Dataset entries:
= = =

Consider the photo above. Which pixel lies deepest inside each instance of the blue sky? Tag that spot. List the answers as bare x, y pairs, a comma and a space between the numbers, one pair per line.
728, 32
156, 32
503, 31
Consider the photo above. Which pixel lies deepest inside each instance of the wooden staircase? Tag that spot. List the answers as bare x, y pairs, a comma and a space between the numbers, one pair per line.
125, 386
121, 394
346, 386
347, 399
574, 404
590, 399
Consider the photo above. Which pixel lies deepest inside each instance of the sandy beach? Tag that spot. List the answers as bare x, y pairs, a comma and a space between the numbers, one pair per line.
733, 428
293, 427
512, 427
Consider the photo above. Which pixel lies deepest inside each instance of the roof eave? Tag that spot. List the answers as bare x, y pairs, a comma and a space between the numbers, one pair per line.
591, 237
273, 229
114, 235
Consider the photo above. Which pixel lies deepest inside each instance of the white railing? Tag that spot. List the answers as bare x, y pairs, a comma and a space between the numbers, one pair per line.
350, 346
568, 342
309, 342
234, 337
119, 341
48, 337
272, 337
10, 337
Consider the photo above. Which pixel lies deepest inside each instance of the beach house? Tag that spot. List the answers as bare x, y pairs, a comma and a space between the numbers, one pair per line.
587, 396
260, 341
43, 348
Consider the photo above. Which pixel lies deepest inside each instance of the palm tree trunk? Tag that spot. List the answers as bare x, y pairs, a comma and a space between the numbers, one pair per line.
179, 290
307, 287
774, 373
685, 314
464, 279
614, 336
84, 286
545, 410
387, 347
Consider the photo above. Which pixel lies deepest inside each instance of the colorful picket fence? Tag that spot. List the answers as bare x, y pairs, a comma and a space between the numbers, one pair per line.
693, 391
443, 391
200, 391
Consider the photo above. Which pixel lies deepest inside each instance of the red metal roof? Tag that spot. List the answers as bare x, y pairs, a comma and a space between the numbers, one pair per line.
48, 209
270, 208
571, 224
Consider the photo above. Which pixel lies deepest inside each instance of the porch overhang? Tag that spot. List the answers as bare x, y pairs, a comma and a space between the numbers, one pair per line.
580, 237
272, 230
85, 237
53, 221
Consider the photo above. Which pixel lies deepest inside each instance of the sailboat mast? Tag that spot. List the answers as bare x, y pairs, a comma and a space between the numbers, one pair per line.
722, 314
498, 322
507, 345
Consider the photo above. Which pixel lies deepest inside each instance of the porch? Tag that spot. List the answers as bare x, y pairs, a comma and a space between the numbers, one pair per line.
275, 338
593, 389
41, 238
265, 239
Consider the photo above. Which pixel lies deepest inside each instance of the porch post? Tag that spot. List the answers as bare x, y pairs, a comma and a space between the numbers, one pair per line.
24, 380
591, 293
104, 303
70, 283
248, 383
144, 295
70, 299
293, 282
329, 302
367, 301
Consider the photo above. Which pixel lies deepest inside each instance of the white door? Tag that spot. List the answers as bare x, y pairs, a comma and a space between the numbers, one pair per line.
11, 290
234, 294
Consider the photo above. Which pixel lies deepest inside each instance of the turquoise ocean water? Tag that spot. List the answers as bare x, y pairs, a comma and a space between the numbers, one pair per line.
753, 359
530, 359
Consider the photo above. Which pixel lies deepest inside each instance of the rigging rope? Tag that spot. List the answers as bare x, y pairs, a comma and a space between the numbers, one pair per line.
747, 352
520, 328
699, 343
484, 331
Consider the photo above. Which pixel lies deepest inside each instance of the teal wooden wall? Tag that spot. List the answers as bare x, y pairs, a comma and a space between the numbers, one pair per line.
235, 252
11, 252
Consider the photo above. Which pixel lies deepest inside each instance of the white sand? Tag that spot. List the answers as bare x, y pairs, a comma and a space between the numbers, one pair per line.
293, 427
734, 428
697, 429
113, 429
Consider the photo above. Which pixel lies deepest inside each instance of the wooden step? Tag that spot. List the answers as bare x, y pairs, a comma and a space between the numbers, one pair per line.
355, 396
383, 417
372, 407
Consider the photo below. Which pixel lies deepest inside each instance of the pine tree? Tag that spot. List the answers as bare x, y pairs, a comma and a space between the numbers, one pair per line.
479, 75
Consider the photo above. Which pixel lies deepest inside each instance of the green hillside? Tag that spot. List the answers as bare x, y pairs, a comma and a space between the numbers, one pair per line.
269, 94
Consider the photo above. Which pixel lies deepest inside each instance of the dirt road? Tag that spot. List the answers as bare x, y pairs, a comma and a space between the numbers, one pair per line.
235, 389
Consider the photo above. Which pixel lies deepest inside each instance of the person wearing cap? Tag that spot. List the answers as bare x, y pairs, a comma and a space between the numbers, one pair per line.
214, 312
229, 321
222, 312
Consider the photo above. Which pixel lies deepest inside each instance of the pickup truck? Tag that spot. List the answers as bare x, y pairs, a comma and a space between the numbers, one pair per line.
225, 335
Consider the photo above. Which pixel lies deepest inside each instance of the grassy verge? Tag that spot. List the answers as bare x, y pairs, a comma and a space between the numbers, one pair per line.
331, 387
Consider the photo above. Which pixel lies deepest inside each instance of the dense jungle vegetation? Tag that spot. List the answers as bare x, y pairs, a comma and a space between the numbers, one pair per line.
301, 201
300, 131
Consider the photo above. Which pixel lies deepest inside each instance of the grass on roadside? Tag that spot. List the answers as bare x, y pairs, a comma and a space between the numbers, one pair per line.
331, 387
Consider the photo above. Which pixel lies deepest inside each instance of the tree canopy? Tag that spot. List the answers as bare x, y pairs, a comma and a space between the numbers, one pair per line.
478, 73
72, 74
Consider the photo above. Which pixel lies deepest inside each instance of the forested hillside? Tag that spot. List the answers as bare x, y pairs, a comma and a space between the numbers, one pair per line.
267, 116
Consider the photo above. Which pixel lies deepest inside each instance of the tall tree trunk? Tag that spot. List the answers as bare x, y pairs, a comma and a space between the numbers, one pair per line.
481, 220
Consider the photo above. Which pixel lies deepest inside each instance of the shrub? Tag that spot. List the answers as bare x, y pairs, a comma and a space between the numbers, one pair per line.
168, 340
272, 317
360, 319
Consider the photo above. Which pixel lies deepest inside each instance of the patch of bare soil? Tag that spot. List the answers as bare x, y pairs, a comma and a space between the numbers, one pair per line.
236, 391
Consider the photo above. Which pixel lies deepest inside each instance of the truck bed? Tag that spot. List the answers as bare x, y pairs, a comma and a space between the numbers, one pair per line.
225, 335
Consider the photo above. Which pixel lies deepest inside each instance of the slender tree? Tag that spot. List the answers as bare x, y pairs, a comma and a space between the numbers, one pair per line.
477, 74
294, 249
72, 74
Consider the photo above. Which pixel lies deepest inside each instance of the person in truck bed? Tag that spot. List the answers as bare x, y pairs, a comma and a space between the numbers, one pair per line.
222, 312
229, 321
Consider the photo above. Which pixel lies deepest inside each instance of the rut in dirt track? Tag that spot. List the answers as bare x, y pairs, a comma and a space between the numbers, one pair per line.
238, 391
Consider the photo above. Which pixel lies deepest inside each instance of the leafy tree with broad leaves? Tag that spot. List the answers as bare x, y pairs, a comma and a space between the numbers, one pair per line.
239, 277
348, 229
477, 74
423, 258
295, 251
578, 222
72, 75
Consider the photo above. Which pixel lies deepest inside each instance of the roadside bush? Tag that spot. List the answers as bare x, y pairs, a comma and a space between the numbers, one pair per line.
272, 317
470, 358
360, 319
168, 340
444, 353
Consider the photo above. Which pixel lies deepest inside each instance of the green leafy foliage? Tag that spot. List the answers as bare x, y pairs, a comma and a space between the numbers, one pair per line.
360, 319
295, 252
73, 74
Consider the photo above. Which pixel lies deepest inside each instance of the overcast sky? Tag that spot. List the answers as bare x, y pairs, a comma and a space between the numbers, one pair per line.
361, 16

= = =

**ASSIGNED TASK:** Copy, without any change, the lines from the one that contains "of the roadside" to the final line of the entries above.

**OUTPUT FOR THIS EXERCISE:**
Consider the photo above. Which pixel lies deepest inside each instance of the roadside bush? Tag that spot. List the answers as bare x, y pairs, a comma and a space between the numbers, one pair per line.
272, 317
470, 358
360, 319
168, 340
444, 353
Consider the photo above. Which pixel lies deepest inside each instance of the green leafy foliage? Tag that spot. List the answers as bare x, y pairs, a comma and a space between the numbers, one pair per line.
360, 319
295, 252
73, 74
Consider the photo above. Which pixel lies deepest inside each instance of the overcast sky? Tag that spot. List the answers as bare x, y pairs, a comma and a space between the numbers, one pair per line.
361, 16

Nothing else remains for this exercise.